Text to read:
Yes, that is right. –  Lukas Arvidsson Feb 6 '13 at 15:27
1  
Hint: What do you get if you look at some number mod $10$? –  Tobias Kildetoft Feb 6 '13 at 15:28
    
Use Euler's totient theorem –  tetori Feb 6 '13 at 15:29

5 Answers 5

up vote 14 down vote accepted

The last digit of $37^{100}$ is the same as the last digit of $7^{100}$ or of $492038497^{100}$.

When you multiply two positive integers, the last digit in the product depends on those two integers only through their last digits. That will become obvious if you look at the way they told you to multiply numbers by hand in third or fourth grade or whenever it was: $$ \begin{array}{rrrrrrrrrr} & & & 4 & 2 & 7 \\ & & \times & 3 & 1 & 9 \\ \hline & & \bullet & \bullet & \bullet & 3 \\ & & \bullet & \bullet & \bullet \\ \bullet & \bullet & \bullet & \bullet \\ \hline \bullet & \bullet & \bullet & \bullet & \bullet & 3 \end{array} $$ Where did that last $3$ come from??

Now multiply $7$, and discard all but the last digit: \begin{align} 7 \times 7 & & & = \cdots\ 9 \\ 7 \times 7 \times 7 & = (\cdots\ 9\times 7) & &= \cdots \bullet \\ 7 \times 7 \times 7 \times 7 & = (\cdots \bullet\times 7) & & = \cdots \bullet \\ 7 \times 7 \times 7 \times 7 \times 7 & = (\cdots \bullet\times 7) & & = \cdots\bullet \\ \end{align} Just throw away all but the last digit at each step.

Tasks:
a - In the forum thread, which two other powers are said to share the last digit of $37^{100}$?
b - Set down a passage from the forum thread word for word, beginning with the words "up vote 14 down" and stopping after "last $3$ come from??".

Raw data:

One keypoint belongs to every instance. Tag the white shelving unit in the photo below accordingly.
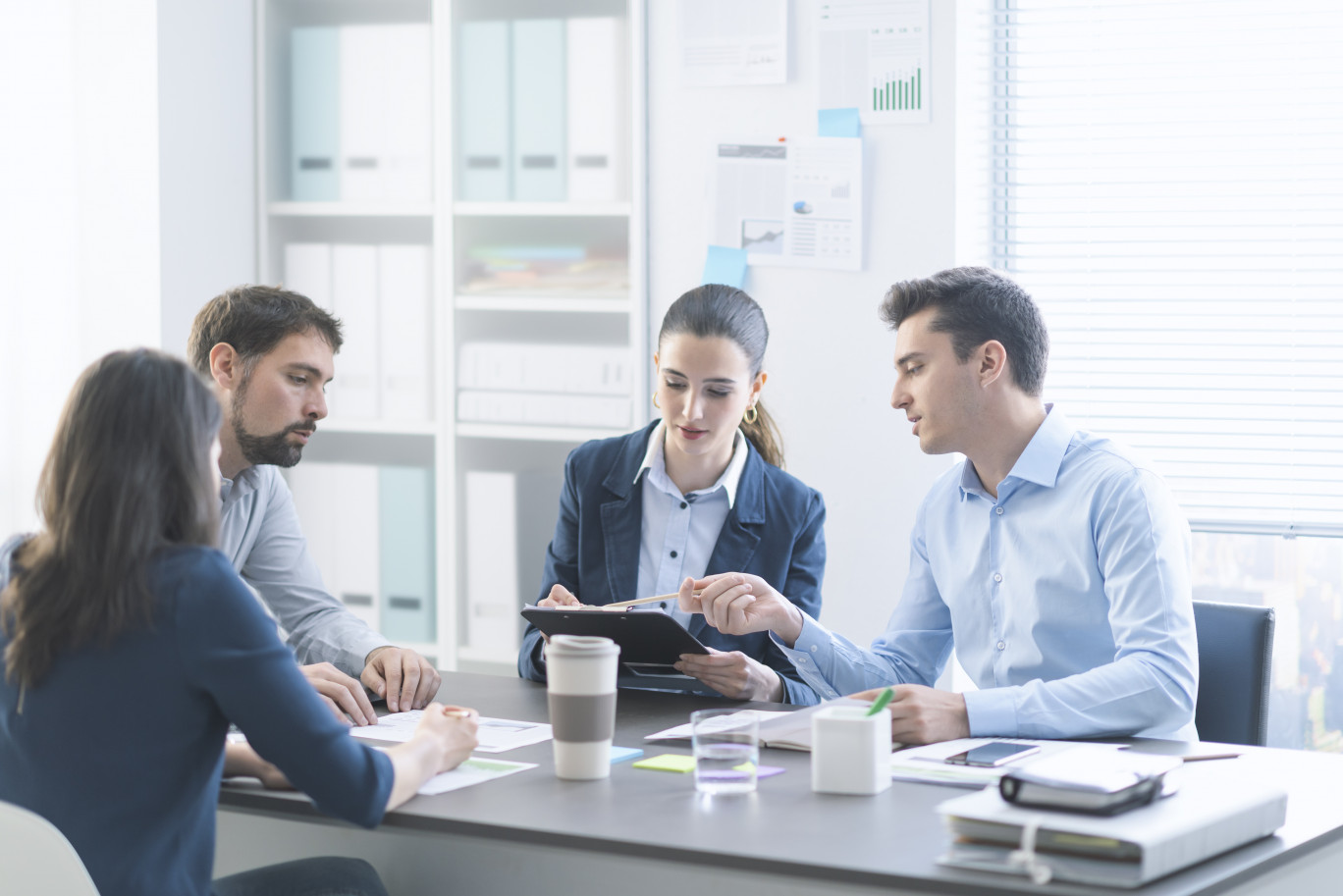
(460, 309)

Results in order:
a - $7^{100}$ and $492038497^{100}$

b -
up vote 14 down vote accepted

The last digit of $37^{100}$ is the same as the last digit of $7^{100}$ or of $492038497^{100}$.

When you multiply two positive integers, the last digit in the product depends on those two integers only through their last digits. That will become obvious if you look at the way they told you to multiply numbers by hand in third or fourth grade or whenever it was: $$ \begin{array}{rrrrrrrrrr} & & & 4 & 2 & 7 \\ & & \times & 3 & 1 & 9 \\ \hline & & \bullet & \bullet & \bullet & 3 \\ & & \bullet & \bullet & \bullet \\ \bullet & \bullet & \bullet & \bullet \\ \hline \bullet & \bullet & \bullet & \bullet & \bullet & 3 \end{array} $$ Where did that last $3$ come from??